### Document section

++++++

*Inerrant = ‘without error’
Hear me out before you stone me!
This statement appears on Billygraham.org;
‘God’s Spirit exerted a superintending influence on the writers of Scripture so that God’s revelation has been recorded as He intended. Thus, the writings of the prophets and apostles carry the same authority and effect as if God Himself were speaking to us directly.’
As Con mused, “So the words are basically written by God right? What? I’m not so sure. And the other books they got rid of weren’t quite written by God. They had too much human in.”
So…
Did God think that the world was flat?
Did God make mistakes and then discover they were not true?
Did God change his mind on things?
Did God have bad grammar?
In many evangelical statements of faith (including that of Vineyard Churches UK & Ireland), will appear the phrase, “the inerrancy of scripture”. It may interest you know that, before the Reformation (500 years ago) no one called the Bible inerrant. The Scriptures were inspired.
Is this just semantics?
No. Because, if you say that something is inerrant you are claiming it to be completely and utterly unable to be wrong.
Woa! Are you saying that the Bible is wrong?
No I am most definitely not. I love the Bible and I love studying it and I believe that it is inspired by the very Spirit of the God who made all things.
But.
I do not think that it is inerrant, and I think that the claim that it is has led to a great deal of misunderstanding and a great deal of oppression.

++++++

Dataset items:
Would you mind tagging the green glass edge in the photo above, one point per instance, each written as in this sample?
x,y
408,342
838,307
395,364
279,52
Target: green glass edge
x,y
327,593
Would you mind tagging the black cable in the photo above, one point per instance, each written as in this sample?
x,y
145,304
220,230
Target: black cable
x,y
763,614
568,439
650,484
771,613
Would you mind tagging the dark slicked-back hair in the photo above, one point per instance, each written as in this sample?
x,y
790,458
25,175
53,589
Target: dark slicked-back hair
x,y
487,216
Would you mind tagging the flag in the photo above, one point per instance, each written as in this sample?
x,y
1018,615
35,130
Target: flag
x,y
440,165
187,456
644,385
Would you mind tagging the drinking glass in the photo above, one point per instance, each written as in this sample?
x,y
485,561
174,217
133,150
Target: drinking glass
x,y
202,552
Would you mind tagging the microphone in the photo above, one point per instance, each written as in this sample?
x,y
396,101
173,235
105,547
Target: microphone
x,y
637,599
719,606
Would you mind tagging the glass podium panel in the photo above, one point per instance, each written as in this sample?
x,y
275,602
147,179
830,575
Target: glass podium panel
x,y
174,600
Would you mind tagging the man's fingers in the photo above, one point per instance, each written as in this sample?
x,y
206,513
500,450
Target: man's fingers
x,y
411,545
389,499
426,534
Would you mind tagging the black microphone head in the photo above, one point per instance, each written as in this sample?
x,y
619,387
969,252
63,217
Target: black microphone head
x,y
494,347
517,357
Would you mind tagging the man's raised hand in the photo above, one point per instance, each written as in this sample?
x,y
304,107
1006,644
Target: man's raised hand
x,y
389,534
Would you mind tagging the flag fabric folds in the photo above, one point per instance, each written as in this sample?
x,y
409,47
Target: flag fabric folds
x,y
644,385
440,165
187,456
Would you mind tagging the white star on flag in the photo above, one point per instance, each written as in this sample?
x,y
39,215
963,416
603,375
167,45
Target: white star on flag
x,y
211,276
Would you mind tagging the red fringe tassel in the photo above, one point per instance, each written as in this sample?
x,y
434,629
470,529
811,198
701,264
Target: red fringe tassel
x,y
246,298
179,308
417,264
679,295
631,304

++++++

### Objectives
1 - Copy out the records verbatim, starting with the line that contains "Would you mind tagging the white" and running through the final line of the records.
2 - Write the next part of the blog post on biblical inerrancy, picking up after its last sentence.
The text and the records come from unrelated sources.

### Responses by task
1 -
Would you mind tagging the white star on flag in the photo above, one point per instance, each written as in this sample?
x,y
39,215
963,416
603,375
167,45
Target: white star on flag
x,y
211,276
Would you mind tagging the red fringe tassel in the photo above, one point per instance, each written as in this sample?
x,y
434,629
470,529
811,198
701,264
Target: red fringe tassel
x,y
246,298
179,308
417,264
679,295
631,304

2 -
I think that you cannot call poetry inerrant without treating it as something other than poetry, which leads to issues!
You cannot take prophetic imagery as inerrant – what would that even mean? Statues of Iron, Bronze and clay? Many headed beasts?
What about wisdom literature? Is wisdom female? Does she really call in the streets? Inerrant?
You cannot treat apocalyptic literature as inerrant because it is crazy, and no one really fully understands it today, when perhaps it made total sense to the hearers at the time. To do so leads to some of the most ridiculous and weird ideas that often verge on dangerous!
Context
The Bible was written by real people, in real situations, with real prejudices and real understandings of how things work. To tease out the meaning, can often mean that we need to have some understanding of that context in order to see. More than that, these people carried with them the assumptions of their day.
Women have been treated as subservient to men throughout history, in almost every culture in the world. The Bible was written in such cultures and so, within it we can see some of these assumptions.
We see Paul use phrases such as “unnatural” but we need to first understand what “unnatural” meant to first century culture – for example, any sex other than for the specific purpose of procreation was deemed “unnatural”, at the time. Paul had that assumption. Why wouldn’t he? Why would he question it? If we accept that as inerrant then we have to conclude that any form of contraception is wrong. Obviously, we do not (although many have done in the church through the ages) and so what are we saying about the Bible?
Is long hair on a man, really ‘unnatural’. I had long hair on my 20s (and you will never see the evidence! ) and it grew all on its own. I just didn’t get it cut. Isn’t that the definition of natural? Technically short hair is unnatural!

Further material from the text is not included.